- _EXERCISE DESCRIPTION_
From the rows below, extract every line that contains the string "benz" and copy each one in full.

- _RECORDS FOR THIS TASK_
※
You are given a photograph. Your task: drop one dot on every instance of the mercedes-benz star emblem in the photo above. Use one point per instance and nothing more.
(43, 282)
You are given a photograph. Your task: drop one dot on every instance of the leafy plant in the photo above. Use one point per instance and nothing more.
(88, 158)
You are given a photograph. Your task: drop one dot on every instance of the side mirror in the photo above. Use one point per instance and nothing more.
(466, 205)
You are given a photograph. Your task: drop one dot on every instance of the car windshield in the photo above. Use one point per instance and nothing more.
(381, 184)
※
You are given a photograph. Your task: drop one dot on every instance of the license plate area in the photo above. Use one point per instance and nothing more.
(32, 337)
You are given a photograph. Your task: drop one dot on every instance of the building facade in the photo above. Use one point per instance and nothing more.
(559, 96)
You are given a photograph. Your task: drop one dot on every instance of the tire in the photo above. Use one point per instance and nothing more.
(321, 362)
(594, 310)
※
- _SOLUTION_
You are given a photograph. Your task: drop one dot on every instance of the mercedes-benz star emblem in the photo above. Use one point per instance and nothing more.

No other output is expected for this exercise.